Stated problem
Write each line exactly as it stands, from the line containing "Exercise. Pin every instance of the shadow" through the end of the data.

Provided material
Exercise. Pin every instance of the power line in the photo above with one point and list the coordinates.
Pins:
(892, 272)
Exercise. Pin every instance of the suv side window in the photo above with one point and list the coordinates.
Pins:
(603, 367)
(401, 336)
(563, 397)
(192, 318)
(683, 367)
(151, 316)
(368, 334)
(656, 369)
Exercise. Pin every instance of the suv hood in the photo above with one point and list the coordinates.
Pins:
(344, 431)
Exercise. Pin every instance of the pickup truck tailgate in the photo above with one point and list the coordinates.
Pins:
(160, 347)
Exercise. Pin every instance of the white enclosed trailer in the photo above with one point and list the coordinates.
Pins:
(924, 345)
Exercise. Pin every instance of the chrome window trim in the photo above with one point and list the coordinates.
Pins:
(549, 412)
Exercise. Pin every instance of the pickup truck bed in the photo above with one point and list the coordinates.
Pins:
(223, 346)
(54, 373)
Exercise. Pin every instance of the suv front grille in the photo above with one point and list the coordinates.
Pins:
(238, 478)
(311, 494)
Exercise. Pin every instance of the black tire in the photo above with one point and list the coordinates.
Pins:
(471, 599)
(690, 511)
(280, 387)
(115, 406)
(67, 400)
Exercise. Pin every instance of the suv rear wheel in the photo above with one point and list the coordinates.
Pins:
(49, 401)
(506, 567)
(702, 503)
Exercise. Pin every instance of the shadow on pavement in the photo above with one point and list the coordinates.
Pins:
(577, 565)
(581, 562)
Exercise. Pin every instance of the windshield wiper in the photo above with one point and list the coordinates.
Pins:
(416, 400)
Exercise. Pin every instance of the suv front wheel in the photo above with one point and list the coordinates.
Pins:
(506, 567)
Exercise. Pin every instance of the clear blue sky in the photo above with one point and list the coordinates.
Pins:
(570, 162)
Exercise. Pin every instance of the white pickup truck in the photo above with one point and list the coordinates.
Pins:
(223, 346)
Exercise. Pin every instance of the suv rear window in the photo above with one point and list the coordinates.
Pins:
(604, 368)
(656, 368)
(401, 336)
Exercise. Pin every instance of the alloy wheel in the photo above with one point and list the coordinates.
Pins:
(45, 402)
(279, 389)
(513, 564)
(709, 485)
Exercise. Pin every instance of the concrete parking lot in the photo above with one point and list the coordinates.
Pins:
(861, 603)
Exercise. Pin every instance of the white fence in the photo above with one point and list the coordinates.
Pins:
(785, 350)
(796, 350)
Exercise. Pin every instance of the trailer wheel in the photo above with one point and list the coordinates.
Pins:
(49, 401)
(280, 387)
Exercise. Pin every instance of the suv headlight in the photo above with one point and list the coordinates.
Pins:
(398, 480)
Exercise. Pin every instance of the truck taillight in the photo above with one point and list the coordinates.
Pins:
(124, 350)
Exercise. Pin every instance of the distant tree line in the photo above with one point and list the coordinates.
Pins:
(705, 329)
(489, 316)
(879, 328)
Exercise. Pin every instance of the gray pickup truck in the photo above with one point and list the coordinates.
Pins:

Answer to this problem
Exercise. Pin every instance of the shadow on pavement in the photo above with one point and list the coordinates.
Pins:
(577, 565)
(581, 562)
Exercise. Pin every instance of the windshield wiper in the photo above with one point and list the coordinates.
Pins:
(416, 400)
Exercise. Pin every instance of the suv front wheel in the photo above with one point and list the coordinates.
Pins:
(506, 567)
Exercise. Pin every instance of the clear blue sky in the photo above with one point and list the coordinates.
Pins:
(570, 162)
Exercise. Pin every instance of the white pickup truck in the photo above with one point and list the coordinates.
Pins:
(223, 346)
Exercise. Pin every instance of the suv rear window in the photo above with one point and list the coordinates.
Pins:
(604, 368)
(656, 368)
(401, 336)
Exercise. Pin every instance of the alloy wheel in the photo above with one point and list the coordinates.
Pins:
(45, 402)
(279, 389)
(513, 564)
(709, 485)
Exercise. Pin every instance of the concrete parking lot in the photo above with one point and list the coordinates.
Pins:
(861, 603)
Exercise. Pin every instance of the white fence in the photo above with one point and list the coordinates.
Pins:
(785, 350)
(796, 350)
Exercise. Pin every instance of the trailer wheel in the photo above with one point and list the coordinates.
Pins:
(49, 401)
(280, 387)
Exercise. Pin every instance of the suv headlight in the photo above with one point and list the coordinates.
Pins:
(398, 480)
Exercise. Pin every instance of the truck taillight in the photo above with one point and list the coordinates.
Pins:
(124, 350)
Exercise. Pin every instance of the distant tree line in the photo above with one point and list the coordinates.
Pins:
(705, 329)
(489, 316)
(879, 328)
Exercise. Pin every instance of the gray pickup truck in the photo above with one point and list the coordinates.
Pins:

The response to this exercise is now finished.